WORK ORDER 1
Rewrite the paragraph of the review of The Houses of Iszm that begins "The Iszics of Iszm grow biological houses" as a short bulleted list that keeps its main facts.
WORK ORDER 2
In the review of The Houses of Iszm, what university is Aile Farr on sabbatical from?
WORK ORDER 3
Write a continuation of the review of The Houses of Iszm, starting after its final sentence.

SUPPLIED TEXT
────────────────────

The Houses of Iszm
Reviewed date: 2018 Jan 30
It was assumed as a matter of course that visitors came to Iszm with a single purpose: to steal a female house.
The Iszics of Iszm grow biological houses. With the proper breeding and care, these magnificent plants are formed into simple pod homes for workers, luxury mansions for the rich, sturdy houses for high-gravity planets, and armored watch-towers for feudal worlds. The Iszics carefully control their monopoly: houses are grown only on the planet Iszm. A single dealer on each world is licensed to sell houses, and the Iszics control the quantity and type of houses delivered to each dealer. Most critically, they never permit a seed, a sprout, or a female house to ever leave Iszm.
This is a story of tree-stealing.
The Treaty of Access doesn't allow the Iszics to completely isolate their planet, so they settle for subjecting visitors to intense scrutiny. When Aile Farr arrives he gets extra attention because he is a botanist on sabbatical from the University of Los Angeles. All his possessions, even his clothing, are taken from him, and the immigration agent injects him with a radiant that allows the Iszics to track his location while he is on the planet.

────────────────────

EXERCISE DATA
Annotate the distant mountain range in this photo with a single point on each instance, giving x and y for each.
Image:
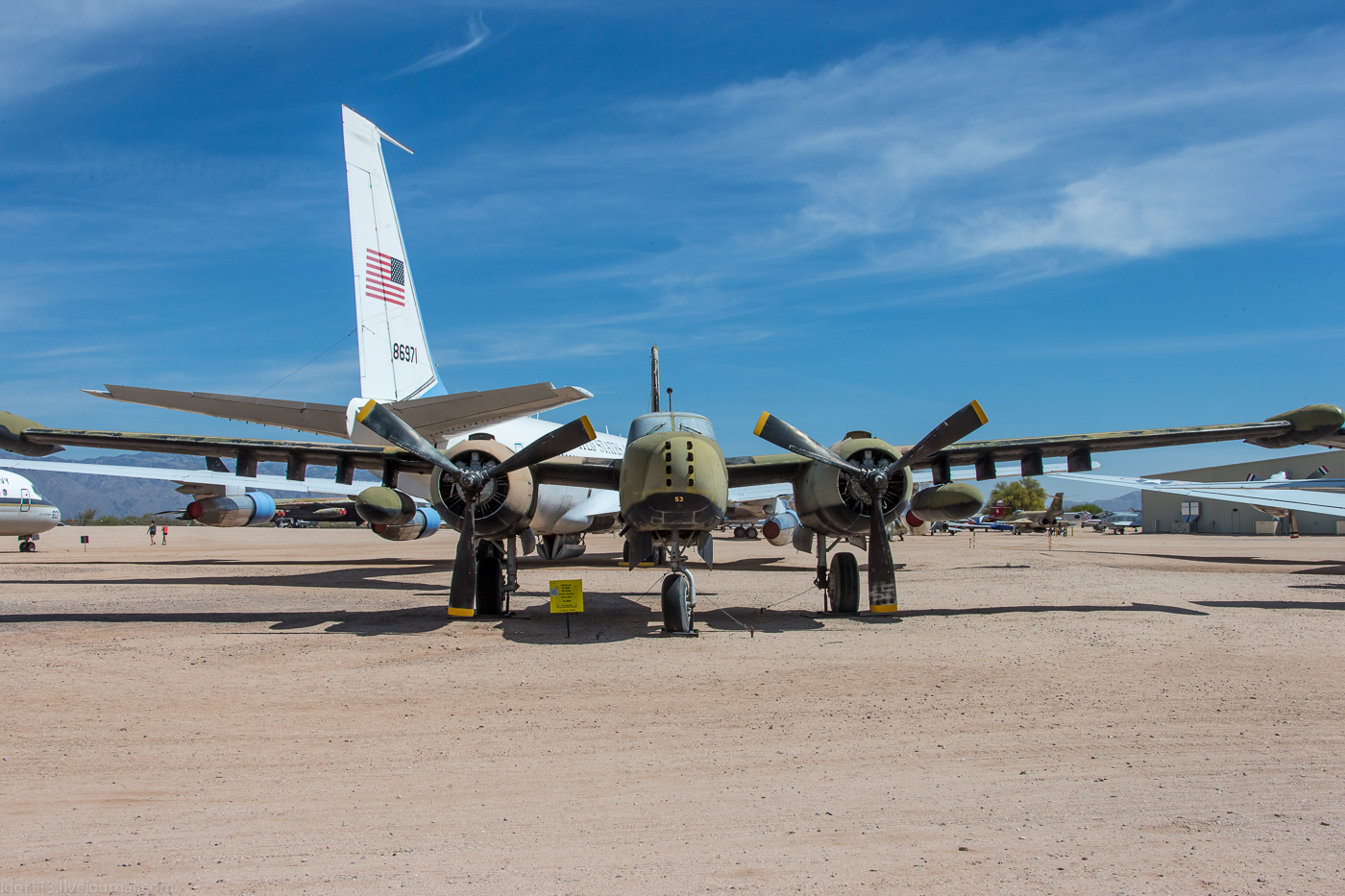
(123, 496)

────────────────────

WRITTEN ANSWER 1
- The Iszics grow biological houses on Iszm.
- Through breeding and care, these plants become worker pod homes, luxury mansions, sturdy houses for high-gravity planets, and armored watch-towers for feudal worlds.
- The Iszics keep a tight monopoly: houses grow only on Iszm.
- Each world has a single licensed dealer, and the Iszics decide how many houses of each type every dealer receives.
- No seed, sprout, or female house is ever allowed to leave Iszm.

WRITTEN ANSWER 2
The University of Los Angeles.

WRITTEN ANSWER 3
Aile Farr charters a boat to visit Tjiere atoll. When he arrives, he find himself in the middle of a brazen raid: a group of Thords in a heavily armored craft scoop up dozens of young house plants. The Iszics thwart the raiders, and while they sort things out, they throw Farr into a holding cell along with a captured Thord raider. Because of Farr's proximity to the event, the Iszics presume he is complicit. Farr is incensed. He's committed no wrong, and the rough treatment has caused him some minor injury--a cut on the head.
It's all sorted out in a day or so. The Iszics cannot prove their suspicions so they let Farr go, but they have him followed closely for the remainder of his visit on Iszm.
Meanwhile, we as the reader know that Farr is involved in trying to steal a tree--otherwise it wouldn't be much of a book would it? But because the narrative voice gives us a peak into Farr's thoughts, we are aware that Farr has no conscious intent to steal a tree. So how is he going to do it?
Spoilers: By the time Farr is back on Earth, it's clear that there's some sub-conscious impulse implanted in his mind. He's not aware of having stolen a house tree seed, but clearly he has. He has an irresistible compulsion to contact K. Penche, the licensed seller of houses on Earth. Farr offers the seed for sale (despite not consciously knowing that he actually has one), but Iszic agents are closing fast to prevent the sale.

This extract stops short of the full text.